◆ **Stated goal**:
Pull out each line of the material below that contains the string "exhaust" and copy it unchanged.

Detection annotation records:
=-=-=-=-=

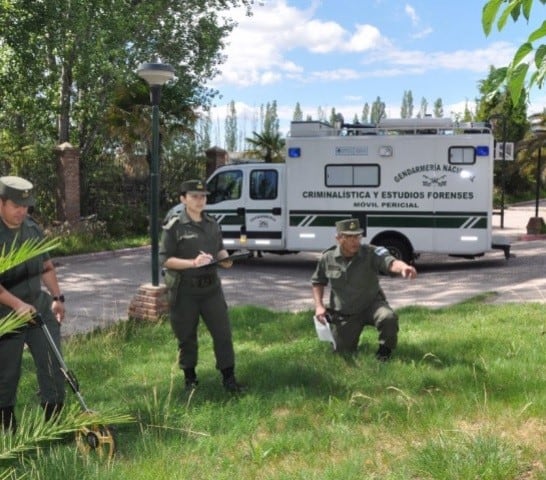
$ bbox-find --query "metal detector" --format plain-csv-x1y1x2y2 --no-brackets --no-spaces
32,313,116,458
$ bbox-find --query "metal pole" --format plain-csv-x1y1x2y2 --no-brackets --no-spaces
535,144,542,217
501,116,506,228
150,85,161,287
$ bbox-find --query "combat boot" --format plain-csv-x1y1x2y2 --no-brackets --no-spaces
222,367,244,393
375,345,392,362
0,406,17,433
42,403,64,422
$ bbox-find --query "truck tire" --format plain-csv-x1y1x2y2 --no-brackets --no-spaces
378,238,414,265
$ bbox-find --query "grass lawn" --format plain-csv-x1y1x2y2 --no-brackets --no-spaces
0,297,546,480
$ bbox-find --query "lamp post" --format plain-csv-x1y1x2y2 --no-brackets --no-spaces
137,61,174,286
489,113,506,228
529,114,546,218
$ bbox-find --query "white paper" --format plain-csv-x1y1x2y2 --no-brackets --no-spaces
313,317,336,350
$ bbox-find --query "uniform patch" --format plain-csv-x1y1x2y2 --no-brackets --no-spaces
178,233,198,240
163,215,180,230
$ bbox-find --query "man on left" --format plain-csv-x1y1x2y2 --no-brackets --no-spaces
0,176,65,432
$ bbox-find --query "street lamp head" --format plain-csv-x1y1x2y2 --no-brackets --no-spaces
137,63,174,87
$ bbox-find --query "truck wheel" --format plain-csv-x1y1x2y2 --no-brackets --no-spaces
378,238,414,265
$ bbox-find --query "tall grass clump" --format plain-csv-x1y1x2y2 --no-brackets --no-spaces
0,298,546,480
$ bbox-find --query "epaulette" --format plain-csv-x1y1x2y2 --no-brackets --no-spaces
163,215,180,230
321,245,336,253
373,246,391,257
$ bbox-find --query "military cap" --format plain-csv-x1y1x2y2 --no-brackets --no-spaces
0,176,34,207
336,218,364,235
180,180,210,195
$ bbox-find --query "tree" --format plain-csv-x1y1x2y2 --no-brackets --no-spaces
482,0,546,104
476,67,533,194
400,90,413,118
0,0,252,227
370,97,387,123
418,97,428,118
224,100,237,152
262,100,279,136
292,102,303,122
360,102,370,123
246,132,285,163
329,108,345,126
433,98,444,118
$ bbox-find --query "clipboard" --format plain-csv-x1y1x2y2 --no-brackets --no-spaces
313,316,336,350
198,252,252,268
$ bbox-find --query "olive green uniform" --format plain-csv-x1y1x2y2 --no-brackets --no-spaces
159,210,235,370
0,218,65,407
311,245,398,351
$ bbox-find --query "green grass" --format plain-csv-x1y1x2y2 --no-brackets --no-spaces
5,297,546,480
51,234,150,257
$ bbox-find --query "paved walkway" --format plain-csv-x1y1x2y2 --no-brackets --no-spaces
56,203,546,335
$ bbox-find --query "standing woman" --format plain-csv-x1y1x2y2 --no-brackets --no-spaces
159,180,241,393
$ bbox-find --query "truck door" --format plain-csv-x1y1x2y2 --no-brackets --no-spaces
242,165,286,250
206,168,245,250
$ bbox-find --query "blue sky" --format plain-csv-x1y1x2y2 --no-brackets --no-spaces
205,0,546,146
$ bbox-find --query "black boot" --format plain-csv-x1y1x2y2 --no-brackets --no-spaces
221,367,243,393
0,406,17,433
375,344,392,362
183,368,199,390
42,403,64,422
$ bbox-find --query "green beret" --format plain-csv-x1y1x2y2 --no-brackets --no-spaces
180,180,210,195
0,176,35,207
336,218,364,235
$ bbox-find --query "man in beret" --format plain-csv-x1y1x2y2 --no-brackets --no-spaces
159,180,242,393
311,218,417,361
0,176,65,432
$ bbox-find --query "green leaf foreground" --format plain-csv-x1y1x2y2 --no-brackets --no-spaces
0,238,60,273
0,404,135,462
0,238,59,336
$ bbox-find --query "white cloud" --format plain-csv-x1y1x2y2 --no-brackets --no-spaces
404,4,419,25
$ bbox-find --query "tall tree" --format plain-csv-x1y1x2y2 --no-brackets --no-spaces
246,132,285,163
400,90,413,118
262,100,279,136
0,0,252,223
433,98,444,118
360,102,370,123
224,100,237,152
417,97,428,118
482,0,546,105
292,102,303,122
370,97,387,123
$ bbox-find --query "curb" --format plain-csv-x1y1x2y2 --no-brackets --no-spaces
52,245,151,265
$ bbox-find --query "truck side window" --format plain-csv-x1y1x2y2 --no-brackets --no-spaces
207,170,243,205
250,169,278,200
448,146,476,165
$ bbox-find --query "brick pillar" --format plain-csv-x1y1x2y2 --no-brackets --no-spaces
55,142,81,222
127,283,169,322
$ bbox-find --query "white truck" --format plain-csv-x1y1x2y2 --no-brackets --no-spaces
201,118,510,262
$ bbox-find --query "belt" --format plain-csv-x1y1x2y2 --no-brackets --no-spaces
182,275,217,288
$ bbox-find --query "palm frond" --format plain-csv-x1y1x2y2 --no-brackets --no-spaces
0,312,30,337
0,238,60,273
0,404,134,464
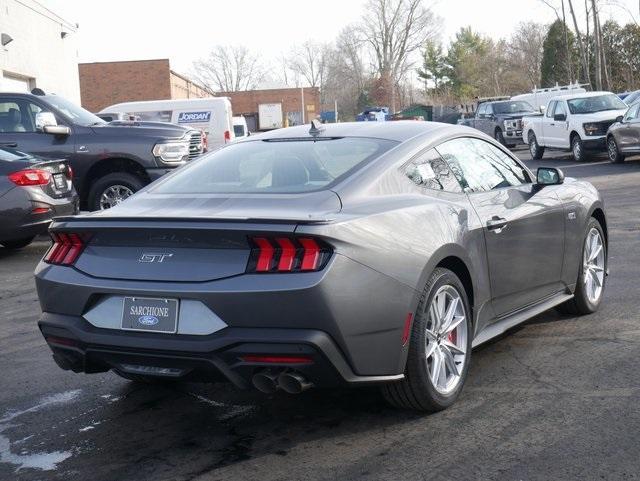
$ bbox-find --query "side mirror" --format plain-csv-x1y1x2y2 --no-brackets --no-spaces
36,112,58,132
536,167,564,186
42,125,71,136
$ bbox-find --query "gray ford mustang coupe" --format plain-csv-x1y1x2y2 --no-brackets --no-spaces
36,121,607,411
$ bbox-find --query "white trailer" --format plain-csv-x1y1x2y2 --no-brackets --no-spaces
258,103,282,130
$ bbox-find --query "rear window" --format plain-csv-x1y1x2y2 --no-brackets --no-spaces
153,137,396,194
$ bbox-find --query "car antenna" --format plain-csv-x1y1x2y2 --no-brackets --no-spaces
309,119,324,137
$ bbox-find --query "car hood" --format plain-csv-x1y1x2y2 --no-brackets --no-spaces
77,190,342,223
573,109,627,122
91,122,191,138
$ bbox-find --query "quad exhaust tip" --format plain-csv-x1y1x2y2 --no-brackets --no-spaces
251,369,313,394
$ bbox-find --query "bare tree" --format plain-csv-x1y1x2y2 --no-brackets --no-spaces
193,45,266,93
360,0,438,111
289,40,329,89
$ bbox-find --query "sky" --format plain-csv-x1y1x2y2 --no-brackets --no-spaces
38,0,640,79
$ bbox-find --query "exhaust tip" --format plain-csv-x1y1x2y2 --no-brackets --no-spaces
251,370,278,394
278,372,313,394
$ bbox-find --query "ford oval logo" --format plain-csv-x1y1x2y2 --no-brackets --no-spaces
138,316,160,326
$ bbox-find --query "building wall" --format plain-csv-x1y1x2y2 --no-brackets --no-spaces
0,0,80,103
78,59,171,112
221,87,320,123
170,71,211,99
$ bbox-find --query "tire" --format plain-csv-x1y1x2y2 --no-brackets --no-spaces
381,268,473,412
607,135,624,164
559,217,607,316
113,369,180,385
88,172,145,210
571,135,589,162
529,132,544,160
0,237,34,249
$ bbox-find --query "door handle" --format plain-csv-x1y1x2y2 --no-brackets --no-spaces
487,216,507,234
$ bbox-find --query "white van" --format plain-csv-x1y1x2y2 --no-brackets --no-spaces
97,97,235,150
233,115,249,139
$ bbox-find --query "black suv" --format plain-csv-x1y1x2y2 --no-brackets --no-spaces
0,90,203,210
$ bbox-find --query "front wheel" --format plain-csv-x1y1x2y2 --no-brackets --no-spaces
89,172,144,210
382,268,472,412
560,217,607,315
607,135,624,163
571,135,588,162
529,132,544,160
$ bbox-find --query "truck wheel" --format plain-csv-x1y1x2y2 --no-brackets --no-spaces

=-=-=-=-=

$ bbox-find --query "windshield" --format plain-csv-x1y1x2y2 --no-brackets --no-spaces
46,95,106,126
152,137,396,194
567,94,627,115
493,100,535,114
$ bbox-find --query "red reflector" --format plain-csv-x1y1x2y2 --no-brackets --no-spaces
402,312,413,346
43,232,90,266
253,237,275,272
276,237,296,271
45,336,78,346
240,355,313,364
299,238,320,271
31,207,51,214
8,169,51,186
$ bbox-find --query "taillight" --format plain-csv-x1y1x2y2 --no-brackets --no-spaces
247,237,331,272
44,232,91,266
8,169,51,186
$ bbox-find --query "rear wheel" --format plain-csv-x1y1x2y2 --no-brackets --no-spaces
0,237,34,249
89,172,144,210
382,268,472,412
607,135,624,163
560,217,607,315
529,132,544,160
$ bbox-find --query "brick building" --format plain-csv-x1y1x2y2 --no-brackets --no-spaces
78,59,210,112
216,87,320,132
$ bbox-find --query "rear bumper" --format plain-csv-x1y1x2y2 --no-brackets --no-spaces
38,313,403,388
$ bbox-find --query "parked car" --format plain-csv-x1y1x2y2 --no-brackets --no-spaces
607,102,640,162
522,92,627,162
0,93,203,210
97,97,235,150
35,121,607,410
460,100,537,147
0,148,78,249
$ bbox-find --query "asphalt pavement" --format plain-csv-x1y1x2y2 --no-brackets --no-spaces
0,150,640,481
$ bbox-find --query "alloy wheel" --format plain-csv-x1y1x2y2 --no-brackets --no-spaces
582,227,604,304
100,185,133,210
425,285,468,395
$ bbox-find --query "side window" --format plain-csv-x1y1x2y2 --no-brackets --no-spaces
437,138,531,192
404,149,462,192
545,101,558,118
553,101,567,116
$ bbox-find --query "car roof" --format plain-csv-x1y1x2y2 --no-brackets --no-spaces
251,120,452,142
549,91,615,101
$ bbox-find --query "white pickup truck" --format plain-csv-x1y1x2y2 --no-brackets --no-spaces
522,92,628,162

=-=-=-=-=

◆ **Task answer**:
$ bbox-find --query "quad exhaust tip" --format plain-csv-x1y1x2y2 --no-brackets --no-spaces
$ bbox-find --query "exhaust tip" --format plain-csv-x1y1x2y2 --no-brackets --no-spaces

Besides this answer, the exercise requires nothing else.